Reproduce the records character for character, starting at their first line and ending with the line containing "[[125, 733, 227, 880]]", both included.

Saved entries:
— begin —
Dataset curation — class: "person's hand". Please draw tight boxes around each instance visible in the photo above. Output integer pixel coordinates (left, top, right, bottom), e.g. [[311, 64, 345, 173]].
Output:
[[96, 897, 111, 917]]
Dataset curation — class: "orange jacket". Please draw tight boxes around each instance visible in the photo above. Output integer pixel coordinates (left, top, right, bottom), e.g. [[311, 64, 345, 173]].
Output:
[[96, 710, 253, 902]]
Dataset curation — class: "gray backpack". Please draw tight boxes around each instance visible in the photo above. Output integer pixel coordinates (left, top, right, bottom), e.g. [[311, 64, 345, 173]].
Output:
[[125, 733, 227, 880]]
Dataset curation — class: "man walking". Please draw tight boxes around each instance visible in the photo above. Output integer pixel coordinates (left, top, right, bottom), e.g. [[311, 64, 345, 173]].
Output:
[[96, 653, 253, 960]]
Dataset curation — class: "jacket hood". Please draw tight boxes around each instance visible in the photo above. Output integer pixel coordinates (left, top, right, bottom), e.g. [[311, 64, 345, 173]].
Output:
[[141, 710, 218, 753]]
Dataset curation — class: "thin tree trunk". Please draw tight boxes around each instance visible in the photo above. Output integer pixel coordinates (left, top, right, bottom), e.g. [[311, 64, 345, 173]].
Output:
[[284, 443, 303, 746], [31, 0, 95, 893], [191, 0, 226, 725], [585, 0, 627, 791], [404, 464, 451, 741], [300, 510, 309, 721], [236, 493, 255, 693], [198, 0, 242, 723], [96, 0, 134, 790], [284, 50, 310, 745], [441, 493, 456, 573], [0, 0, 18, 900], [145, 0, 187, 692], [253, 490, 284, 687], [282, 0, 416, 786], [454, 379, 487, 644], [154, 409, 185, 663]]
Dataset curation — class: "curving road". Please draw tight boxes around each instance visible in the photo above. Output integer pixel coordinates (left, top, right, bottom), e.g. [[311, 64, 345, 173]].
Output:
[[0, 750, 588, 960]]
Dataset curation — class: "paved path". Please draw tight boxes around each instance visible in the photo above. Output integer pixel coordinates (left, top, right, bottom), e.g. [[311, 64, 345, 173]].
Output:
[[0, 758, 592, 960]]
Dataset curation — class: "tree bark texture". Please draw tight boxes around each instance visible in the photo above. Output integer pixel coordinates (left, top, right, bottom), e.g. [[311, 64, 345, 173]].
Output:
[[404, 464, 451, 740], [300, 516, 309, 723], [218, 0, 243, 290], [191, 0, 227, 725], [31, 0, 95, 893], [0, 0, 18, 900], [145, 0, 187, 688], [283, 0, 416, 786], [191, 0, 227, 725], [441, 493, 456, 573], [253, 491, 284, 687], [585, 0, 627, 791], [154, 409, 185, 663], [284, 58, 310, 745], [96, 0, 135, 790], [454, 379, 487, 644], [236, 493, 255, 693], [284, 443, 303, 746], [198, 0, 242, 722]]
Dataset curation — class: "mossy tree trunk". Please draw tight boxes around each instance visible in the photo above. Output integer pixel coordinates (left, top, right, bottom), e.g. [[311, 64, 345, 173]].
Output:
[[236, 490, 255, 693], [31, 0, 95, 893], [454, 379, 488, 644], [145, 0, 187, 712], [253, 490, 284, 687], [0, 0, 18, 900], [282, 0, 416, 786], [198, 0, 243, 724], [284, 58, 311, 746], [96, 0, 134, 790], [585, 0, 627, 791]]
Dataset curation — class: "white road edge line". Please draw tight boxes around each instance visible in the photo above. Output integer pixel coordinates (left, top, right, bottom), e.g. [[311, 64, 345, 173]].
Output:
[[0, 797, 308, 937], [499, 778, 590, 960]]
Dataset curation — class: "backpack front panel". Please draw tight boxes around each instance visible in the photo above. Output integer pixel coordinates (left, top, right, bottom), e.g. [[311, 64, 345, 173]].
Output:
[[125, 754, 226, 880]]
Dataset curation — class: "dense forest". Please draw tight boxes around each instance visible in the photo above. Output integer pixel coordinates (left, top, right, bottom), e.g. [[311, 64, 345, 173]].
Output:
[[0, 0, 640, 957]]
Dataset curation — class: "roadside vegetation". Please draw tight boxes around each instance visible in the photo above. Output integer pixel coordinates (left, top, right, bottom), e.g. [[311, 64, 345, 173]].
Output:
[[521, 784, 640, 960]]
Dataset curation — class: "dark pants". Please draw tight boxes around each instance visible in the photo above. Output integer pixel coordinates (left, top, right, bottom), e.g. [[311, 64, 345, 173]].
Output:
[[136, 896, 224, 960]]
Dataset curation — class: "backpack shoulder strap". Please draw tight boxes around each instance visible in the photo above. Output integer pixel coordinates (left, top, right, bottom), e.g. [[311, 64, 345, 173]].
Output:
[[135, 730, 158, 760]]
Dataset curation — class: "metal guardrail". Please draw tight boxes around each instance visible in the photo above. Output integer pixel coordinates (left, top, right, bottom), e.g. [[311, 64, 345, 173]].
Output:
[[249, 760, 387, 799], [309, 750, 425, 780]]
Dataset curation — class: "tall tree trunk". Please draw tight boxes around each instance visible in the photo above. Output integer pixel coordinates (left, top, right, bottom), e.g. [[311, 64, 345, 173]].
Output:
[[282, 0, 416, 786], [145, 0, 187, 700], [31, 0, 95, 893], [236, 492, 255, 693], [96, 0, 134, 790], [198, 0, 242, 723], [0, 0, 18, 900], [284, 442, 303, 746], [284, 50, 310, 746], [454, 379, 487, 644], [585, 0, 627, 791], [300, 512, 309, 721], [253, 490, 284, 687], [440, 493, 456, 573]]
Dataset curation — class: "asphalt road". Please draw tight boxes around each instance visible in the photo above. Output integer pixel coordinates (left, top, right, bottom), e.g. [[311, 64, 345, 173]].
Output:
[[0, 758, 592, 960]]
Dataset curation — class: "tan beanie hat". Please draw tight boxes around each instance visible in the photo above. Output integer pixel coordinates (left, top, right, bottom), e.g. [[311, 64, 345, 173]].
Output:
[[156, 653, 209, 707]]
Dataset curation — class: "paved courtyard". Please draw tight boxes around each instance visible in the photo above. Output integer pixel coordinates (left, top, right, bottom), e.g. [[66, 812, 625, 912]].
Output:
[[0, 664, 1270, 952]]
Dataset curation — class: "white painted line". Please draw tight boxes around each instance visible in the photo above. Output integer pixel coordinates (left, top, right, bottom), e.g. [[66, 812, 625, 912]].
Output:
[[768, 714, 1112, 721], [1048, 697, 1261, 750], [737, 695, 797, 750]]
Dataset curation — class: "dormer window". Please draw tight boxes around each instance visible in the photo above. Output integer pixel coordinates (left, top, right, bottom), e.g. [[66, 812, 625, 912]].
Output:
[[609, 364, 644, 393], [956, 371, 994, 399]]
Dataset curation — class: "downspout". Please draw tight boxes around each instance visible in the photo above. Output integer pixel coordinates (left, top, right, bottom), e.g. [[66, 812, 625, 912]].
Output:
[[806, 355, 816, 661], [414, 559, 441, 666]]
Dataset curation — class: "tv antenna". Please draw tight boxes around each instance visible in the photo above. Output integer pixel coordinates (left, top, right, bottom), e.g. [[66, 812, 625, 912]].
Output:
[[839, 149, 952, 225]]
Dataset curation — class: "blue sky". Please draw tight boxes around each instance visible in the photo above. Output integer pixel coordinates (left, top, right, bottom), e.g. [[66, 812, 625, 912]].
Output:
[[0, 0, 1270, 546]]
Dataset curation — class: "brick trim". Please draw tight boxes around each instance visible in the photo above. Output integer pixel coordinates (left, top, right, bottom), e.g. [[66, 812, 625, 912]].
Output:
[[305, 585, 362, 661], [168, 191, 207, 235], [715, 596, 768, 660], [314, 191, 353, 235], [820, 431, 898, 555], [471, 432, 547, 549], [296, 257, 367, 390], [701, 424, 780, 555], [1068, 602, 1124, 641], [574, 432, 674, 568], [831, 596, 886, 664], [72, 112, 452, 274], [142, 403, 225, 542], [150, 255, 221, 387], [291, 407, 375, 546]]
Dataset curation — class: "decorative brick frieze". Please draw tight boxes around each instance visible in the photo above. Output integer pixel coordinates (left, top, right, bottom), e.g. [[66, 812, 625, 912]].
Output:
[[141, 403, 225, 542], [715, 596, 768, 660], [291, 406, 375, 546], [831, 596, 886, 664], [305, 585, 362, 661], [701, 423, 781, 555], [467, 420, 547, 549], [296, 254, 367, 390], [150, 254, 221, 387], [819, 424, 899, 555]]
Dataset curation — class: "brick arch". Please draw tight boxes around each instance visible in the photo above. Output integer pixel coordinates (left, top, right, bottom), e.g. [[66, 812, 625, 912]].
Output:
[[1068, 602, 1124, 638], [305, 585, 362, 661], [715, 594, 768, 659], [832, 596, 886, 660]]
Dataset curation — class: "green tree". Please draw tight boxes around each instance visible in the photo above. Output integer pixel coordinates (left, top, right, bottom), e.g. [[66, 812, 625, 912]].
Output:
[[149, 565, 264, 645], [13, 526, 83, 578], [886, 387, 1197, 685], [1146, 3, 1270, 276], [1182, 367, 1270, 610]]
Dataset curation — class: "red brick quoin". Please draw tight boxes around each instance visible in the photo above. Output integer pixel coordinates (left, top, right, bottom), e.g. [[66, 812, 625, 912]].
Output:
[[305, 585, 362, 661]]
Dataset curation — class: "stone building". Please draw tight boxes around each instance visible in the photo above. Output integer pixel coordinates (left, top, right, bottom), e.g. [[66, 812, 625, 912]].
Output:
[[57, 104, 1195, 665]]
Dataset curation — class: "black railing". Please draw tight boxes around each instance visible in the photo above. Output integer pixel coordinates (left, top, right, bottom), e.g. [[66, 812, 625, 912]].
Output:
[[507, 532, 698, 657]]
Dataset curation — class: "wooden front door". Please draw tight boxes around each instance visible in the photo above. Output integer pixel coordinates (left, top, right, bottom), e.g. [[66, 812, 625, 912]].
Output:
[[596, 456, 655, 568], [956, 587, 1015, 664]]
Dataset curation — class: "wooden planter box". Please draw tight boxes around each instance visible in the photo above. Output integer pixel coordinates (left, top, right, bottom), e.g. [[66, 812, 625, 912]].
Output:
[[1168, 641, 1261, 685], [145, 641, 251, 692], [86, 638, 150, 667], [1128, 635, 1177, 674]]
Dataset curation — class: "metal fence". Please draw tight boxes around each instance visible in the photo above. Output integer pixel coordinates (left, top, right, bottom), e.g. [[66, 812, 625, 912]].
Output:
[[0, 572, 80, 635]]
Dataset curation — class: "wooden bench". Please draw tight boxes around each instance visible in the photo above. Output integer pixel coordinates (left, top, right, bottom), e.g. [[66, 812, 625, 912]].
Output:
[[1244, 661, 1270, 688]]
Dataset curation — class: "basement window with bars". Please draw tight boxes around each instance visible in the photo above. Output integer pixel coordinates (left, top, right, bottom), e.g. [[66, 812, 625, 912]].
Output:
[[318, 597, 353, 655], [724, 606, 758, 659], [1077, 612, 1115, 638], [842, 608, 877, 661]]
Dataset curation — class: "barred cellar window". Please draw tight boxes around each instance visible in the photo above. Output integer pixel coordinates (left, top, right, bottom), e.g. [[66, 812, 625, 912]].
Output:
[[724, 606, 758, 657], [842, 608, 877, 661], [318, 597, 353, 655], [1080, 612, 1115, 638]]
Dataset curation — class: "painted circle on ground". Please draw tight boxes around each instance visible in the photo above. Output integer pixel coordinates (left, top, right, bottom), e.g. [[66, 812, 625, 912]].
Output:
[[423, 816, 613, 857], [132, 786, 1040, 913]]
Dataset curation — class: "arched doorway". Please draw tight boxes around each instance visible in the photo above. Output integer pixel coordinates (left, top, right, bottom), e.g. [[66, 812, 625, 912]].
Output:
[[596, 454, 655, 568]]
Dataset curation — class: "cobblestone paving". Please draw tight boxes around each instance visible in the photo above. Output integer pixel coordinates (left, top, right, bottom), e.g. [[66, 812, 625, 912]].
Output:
— end —
Exercise solution:
Dataset curation — class: "person's hand". Please draw tight boxes around each instance visible in the photo above. Output integer pixel coordinates (left, top, right, bottom), e.g. [[311, 64, 345, 173]].
Output:
[[96, 897, 111, 917]]
Dataset curation — class: "orange jacket". Please draw tight boxes around each instance visible in the photo above. Output integer pixel coordinates (left, top, right, bottom), e.g. [[311, 64, 345, 173]].
Output:
[[96, 710, 253, 902]]
Dataset curation — class: "gray backpack". Please draw tight boxes around each instance visible in the photo above. Output integer pixel coordinates (left, top, right, bottom), e.g. [[311, 64, 345, 173]].
Output:
[[125, 733, 227, 880]]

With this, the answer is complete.